* _WHAT YOU ARE ASKED TO DO_
From the first line to the last, return the data exactly as it stands.

THE DATA below:

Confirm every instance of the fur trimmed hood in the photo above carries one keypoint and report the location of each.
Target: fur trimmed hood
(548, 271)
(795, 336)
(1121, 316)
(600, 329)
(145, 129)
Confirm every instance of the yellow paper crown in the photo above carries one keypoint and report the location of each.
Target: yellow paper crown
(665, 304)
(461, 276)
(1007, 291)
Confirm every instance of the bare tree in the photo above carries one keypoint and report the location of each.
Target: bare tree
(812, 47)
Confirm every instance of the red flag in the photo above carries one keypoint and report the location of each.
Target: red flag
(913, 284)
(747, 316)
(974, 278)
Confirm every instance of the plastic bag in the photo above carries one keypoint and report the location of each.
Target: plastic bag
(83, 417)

End of THE DATA.

* _WRITTEN ANSWER_
Confirm every instance of the fur trimmed hood in the photo above carries one keypoint and report the location of each.
Target: fur trimmed hood
(548, 271)
(795, 336)
(1121, 316)
(600, 329)
(145, 129)
Confirm every instance of the yellow paper crown in the photo above carries one keypoint and report the location of each.
Target: yellow paper crown
(665, 304)
(461, 276)
(1007, 291)
Confirm every instance of the bare tree in the photo above carries one keypoint and report the location of each.
Target: bare tree
(812, 47)
Confirm every instance of the red flag in the photo above carries one keypoint and report the location of each.
Target: red flag
(913, 284)
(747, 316)
(974, 278)
Confirm every instance of the plastic bag in the photo above carries one keypoint and report the location of each.
Target: plastic bag
(83, 417)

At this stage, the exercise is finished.